▶ [What to work on]:
A) In the account of medical mistreatment, what does the writer compare being undiagnosed in an ER to?
B) Please resume the account of medical mistreatment, picking up right after its final sentence.

▶ [Selected passage]:
★ ★ ★
I was told in my extreme distress that what I was experiencing was, in fact, just a virus. That my POT’s syndrome was ‘being messed with,’ by a strange virus that would, ‘surely be gone within the week.’ I was sent home with warped vision, fingers that wouldn’t close all the way, and the encouragement to, ‘keep up the commitment to my dietary habits and exercise!’ I distinctly recall that doctor looking at the scale and the inevitable couple of pounds that came with his wildly high dose steroid prescription, telling me if I stayed on course and didn’t gain any more weight, ‘I wouldn’t end up fat and disabled.’
Medical Mistreatment
What I can now identify as rampant fat phobia and ableism that was sprinkled throughout my diagnostic process, and the medical field in general, began to permeate my pores and alter my ways of thinking. Not to mention, when the ‘virus’ wouldn’t go away, I was put on an endless barrage of medications, both established and experimental, with side effects I was too young to research but will now spend many years attempting to fully reverse. If that even turns out to be possible. Let me be clear: I am WILDLY pro modern medicine and this is NOT an anti-hospital or doctor rant – this is a cry for reform of a safe space.
I would have episodes of ten out of ten pain during the time before we could find my diagnoses, when we were calling what I had ‘POTs and some weird virus.’ I would go to the ER when the episodes would get out of hand, clutching my diagnosis of ‘POTs and some connective tissue virus,’ thinking The Magic Doctor would swoop in and give me fluids, answers, and respect. I quickly learned this was a fairytale. Being undiagnosed in an ER is like bleeding in a shark tank, which is deeply unfortunate as the undiagnosed demographic of the chronically ill ARE who needs to feel safety in the ER most. It’s so hard to tell whether something is or isn’t emergent when you’re not sure what your diagnosis actually is.
★ ★ ★
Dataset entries
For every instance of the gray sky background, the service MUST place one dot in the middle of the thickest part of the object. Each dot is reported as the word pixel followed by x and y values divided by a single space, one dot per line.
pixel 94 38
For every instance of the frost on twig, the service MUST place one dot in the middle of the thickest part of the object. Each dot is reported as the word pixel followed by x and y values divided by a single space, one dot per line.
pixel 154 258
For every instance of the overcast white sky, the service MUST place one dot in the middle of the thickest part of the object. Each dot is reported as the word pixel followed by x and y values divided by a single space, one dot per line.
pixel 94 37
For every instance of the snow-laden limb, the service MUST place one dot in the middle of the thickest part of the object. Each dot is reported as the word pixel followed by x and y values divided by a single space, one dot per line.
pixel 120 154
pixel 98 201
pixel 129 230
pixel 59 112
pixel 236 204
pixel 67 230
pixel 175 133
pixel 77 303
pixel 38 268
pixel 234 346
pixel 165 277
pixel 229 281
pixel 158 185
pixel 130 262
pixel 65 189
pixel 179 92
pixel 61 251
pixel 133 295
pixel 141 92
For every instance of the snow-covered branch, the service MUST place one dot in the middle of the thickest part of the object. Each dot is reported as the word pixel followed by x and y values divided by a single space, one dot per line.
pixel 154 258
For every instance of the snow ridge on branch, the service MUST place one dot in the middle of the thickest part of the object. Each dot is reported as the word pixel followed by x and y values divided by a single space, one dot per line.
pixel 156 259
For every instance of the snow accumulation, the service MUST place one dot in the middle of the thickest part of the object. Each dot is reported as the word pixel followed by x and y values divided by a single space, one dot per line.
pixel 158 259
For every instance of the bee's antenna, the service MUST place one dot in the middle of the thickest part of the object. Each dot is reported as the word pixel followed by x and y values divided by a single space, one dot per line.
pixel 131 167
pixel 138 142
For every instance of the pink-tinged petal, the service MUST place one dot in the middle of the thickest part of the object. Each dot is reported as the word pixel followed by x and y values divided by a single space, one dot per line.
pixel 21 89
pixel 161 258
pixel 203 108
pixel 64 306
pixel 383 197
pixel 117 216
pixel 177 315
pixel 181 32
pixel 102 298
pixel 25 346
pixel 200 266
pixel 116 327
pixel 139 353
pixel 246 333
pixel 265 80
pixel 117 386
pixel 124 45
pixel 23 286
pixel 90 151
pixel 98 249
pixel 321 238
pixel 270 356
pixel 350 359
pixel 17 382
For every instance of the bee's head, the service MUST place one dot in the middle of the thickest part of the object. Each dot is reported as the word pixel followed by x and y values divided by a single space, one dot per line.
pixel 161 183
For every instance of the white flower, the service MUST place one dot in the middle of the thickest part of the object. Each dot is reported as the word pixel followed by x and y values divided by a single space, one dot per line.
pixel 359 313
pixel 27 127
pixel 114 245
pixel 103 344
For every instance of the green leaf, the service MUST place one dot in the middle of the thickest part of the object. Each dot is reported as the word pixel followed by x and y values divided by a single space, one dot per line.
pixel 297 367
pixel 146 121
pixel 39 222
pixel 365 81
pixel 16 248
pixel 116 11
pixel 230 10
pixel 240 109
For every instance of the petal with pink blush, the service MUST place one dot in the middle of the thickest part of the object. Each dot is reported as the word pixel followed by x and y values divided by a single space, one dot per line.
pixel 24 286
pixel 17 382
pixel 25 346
★ ★ ★
▶ [Results for each task]:
A) Being undiagnosed in an ER is like bleeding in a shark tank.

B)
That being said, as an undiagnosed person, quotes I have directly heard in the emergency room include, ‘She’s too fat for this to be anorexia,’ (it was anorexia), ‘She is so dramatic she does NOT have lupus’ (spoiler: it was lupus), and my personal favorite, ‘There’s nothing to be done for women like this. You’ve exhausted modern medicine, are you happy? There IS no answer. You got what you wanted. Painkillers and a vacation.’ Even if I had been in the hospital as an addict seeking drugs, which I absolutely was not, addiction is an emergent illness too that should not be shamed, but treated.
As a side note, ‘Drug seeker,’ is a dangerous and lazy term that perpetuates stereotypes that stop drug addicts from receiving the love and respect, and most importantly treatment they deserve. It also makes it harder for chronically ill people to safely tell ER docs how bad their pain is – but that’s all just one version of the same experience chronically ill people have over and over. Doctors who have refused me treatments I ended up needing over the years, all ended up being easily traced back to their personal bigotry and phobias toward who they saw me as.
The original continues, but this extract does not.